▸ **REQUEST**
Continue the mailing-list reply below about building gcc44 on Mac OS X, picking up right after its final sentence.

▸ **SELECTED EXTRACT**

────────────────

Errors building gcc44 under MacOsX
Ryan Schmidt
ryandesign at macports.org
Sun Sep 4 15:27:38 PDT 2011
On Sep 4, 2011, at 15:48, David Epstein wrote:
> Jeremy Lavergne wrote:
>>
>> You must be running an old version of MacPorts then.
>> Have you considered updating it `port selfupdate`?
>>
>> I get:
>> $ port -v installed zlib
>> The following ports are currently installed:
>> zlib @1.2.5_0 (active) platform='darwin 10' archs='x86_64'
>>
>
> That's an interesting difference, and does seem to reflect a difference in
> 'port'. I have indeed run 'sudo port selfupdate' today. It says I am running
> version 2.0.2. Is that what you are running? I also did 'sudo port upgrade
> outdated'.
All it means is that at the time that zlib was installed, you were running MacPorts 1.8 or earlier. Architecture and platform information was not recorded in the registry until MacPorts 1.9.

────────────────

(Stored entries)
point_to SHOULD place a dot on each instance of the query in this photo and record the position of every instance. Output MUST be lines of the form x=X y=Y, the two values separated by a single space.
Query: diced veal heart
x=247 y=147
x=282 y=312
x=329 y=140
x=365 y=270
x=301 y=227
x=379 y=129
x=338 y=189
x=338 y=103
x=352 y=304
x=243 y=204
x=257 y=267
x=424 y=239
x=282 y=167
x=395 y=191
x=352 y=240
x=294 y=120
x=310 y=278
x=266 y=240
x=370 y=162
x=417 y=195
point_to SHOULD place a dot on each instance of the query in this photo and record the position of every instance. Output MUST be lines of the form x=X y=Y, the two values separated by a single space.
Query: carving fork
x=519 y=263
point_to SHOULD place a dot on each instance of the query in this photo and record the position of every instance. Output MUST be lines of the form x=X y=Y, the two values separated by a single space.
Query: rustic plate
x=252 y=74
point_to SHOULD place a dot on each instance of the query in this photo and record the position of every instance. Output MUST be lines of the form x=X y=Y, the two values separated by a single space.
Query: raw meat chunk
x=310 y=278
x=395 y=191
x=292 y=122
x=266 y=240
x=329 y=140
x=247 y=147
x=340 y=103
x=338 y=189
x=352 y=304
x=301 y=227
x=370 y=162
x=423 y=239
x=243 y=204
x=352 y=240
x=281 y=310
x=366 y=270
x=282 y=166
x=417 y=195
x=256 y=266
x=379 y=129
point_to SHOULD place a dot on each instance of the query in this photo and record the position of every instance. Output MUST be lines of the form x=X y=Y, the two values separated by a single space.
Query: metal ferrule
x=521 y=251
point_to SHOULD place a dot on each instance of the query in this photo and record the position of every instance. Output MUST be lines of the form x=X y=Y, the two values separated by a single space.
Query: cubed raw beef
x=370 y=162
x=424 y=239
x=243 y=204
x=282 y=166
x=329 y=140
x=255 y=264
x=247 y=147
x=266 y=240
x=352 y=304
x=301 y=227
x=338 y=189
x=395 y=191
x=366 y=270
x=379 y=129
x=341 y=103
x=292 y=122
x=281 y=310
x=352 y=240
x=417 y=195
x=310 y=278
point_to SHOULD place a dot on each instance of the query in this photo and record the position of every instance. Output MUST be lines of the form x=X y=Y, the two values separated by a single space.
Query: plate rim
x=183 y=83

────────────────

▸ **WRITTEN RESPONSE**
> When I installed Mac Os X 10.6, I did, as recommended, restart MacPorts from
> nothing, but maybe something has gone mysteriously wrong despite my care. I
> hope I won't have to delete everything and start again. It takes so long to
> rebuild everything.
The fact that you clearly have a 64-bit Mac, and that zlib was nevertheless installed 32-bit, and on MacPorts 1.8 or earlier, suggests zlib was in fact installed a long time ago, when you were running Leopard or earlier, perhaps on a previous machine whose disk was migrated to this one, or restored to this one from a backup, and that you did not subsequently successfully uninstall your old ports and rebuild them. At least not zlib. But I would be surprised if zlib were the only port affected.
> I tried to uninstall zlib, wanting to reinstall it, but there are a lot of
> ports that depend on zlib, so it refused to uninstall. Should I use -f on
> zlib or will that make everything break?
You can (and should) force zlib to rebuild, like this:
sudo port clean zlib
sudo port -n upgrade --force zlib
You can then verify that it is now installed for x86_64 by running:
port -v installed zlib
But you should investigate what (if any) other ports are in a similar situation, like this:
port -v installed | grep -v archs=
(This gets the verbose list of installed ports, and then excludes all the lines that list architectures, leaving you with just the lines that don't.)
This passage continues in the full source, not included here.